- _Task objective_: Please locate each line in the items below that contains the word "segment", and copy those lines. Case counts.

- _Listing_:
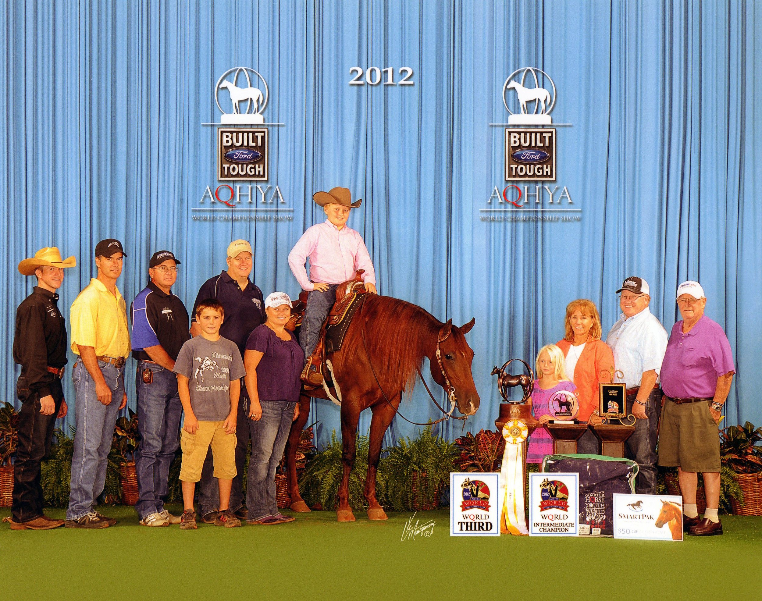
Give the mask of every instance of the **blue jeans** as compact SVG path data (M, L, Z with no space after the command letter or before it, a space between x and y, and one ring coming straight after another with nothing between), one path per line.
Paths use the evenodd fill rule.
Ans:
M107 405L98 400L95 381L82 360L77 360L72 372L77 431L74 436L72 492L66 519L78 519L89 513L103 492L108 452L124 394L124 366L117 369L104 361L98 361L98 365L111 389L111 402Z
M153 372L153 382L142 380L143 369ZM135 510L141 518L164 510L169 467L180 446L180 418L183 405L178 393L178 379L166 368L138 361L135 377L138 392L138 432L140 443L135 452L135 472L139 497Z
M260 404L261 418L258 421L247 420L251 431L251 457L246 477L249 519L261 519L278 513L275 470L283 456L296 407L296 403L288 401L261 401Z
M627 414L632 413L636 395L627 396ZM654 388L645 404L647 420L636 420L635 432L624 443L624 454L640 468L635 481L638 494L656 494L656 443L658 440L659 416L661 415L661 391Z
M320 328L323 327L323 321L336 302L337 288L338 284L329 284L328 289L325 292L312 290L307 296L307 307L304 310L302 330L299 334L299 344L302 345L306 362L318 346Z

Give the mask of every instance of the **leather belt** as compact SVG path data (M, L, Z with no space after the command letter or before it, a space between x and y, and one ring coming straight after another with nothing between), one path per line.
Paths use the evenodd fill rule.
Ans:
M654 385L654 387L651 389L651 392L653 392L653 391L658 388L658 387L659 387L658 384ZM637 388L627 388L627 396L631 396L632 395L637 395L639 390L640 390L640 386L638 386ZM650 395L651 392L649 392L648 394Z
M50 366L47 366L47 370L53 376L58 376L59 379L63 378L63 372L66 369L66 366L64 367L51 367Z
M675 404L686 404L687 403L700 403L702 401L714 401L714 397L712 397L712 398L703 398L699 397L689 397L687 398L673 398L672 397L667 397L667 398L668 398Z
M124 366L125 359L123 356L96 356L98 361L103 361L104 363L110 363L117 369Z

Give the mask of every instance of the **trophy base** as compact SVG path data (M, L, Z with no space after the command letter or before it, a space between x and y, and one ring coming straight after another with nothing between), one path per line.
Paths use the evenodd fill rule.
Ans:
M517 113L508 117L508 125L551 125L550 115Z
M219 116L219 123L230 125L261 125L264 117L258 113L227 113Z
M577 441L588 431L588 424L548 422L545 429L553 439L553 455L574 455L577 452Z
M618 424L591 424L596 438L600 441L600 454L607 457L624 457L624 443L635 432L635 426Z

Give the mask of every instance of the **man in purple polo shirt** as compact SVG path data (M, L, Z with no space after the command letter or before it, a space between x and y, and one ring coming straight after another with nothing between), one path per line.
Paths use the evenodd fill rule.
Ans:
M659 465L677 467L683 494L683 529L707 536L722 533L719 508L719 424L735 368L728 337L704 315L706 297L698 282L677 288L683 319L672 327L664 361L664 395ZM706 511L696 507L697 473L706 491Z

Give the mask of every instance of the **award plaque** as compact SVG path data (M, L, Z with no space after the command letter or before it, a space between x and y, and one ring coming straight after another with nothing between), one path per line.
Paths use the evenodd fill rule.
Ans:
M559 421L574 421L579 413L579 401L577 395L568 390L554 392L548 401L550 417Z

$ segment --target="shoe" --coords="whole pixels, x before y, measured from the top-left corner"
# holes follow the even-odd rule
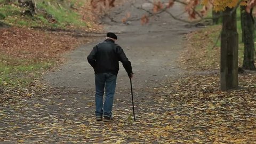
[[[114,119],[113,117],[108,117],[108,116],[104,116],[104,120],[103,120],[103,121],[112,122],[113,121],[114,121]]]
[[[96,121],[102,121],[102,116],[97,116],[96,117]]]

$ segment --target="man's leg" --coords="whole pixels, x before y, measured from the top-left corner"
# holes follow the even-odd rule
[[[106,99],[103,106],[103,115],[105,116],[111,117],[117,76],[111,73],[107,73],[106,76]]]
[[[96,110],[95,115],[97,120],[100,120],[100,118],[102,117],[103,110],[103,95],[104,94],[104,87],[105,86],[105,76],[103,74],[95,75],[95,103]],[[98,119],[99,118],[99,119]]]

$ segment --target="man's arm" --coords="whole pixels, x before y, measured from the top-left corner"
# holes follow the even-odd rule
[[[125,54],[121,47],[118,46],[117,49],[119,60],[123,63],[123,66],[124,66],[125,71],[126,71],[129,77],[132,78],[133,73],[132,72],[131,62],[129,60],[128,58],[127,58],[126,55],[125,55]]]
[[[88,62],[94,68],[96,64],[96,53],[97,52],[97,46],[93,47],[93,49],[91,52],[90,54],[87,57],[87,60]]]

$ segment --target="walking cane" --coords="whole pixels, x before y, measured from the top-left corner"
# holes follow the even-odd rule
[[[130,83],[131,83],[131,91],[132,92],[132,109],[133,110],[133,121],[135,120],[134,105],[133,104],[133,94],[132,93],[132,78],[130,78]]]

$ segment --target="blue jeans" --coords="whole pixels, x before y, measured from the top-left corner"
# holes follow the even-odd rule
[[[116,89],[116,75],[110,73],[95,75],[96,90],[95,94],[96,111],[95,114],[96,117],[102,117],[102,115],[111,117],[114,94]],[[106,89],[106,97],[104,106],[103,106],[103,95],[104,94],[105,87]]]

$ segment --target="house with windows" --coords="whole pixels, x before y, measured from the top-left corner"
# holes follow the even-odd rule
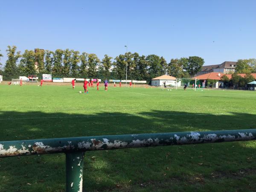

- _Exercise response_:
$ segment --target="shoe" --coords="whole pixels, x before y, measured from the top-left corner"
$ segment --target="man's leg" --coords="whole pixels, x before y, measured from the top-left corner"
$ segment --target="man's arm" --coords="whole pixels, x before y, measured from the top-left corner"
$ segment --target="walking cane" --coords="whole pixels, x before y, measured from the top-left corner"
$ segment --target="blue jeans" --coords="whole pixels, x before y, measured from the top-left corner"
$ segment --target="house with windows" --coords="whole pixels, x before y, measured from the top-left corner"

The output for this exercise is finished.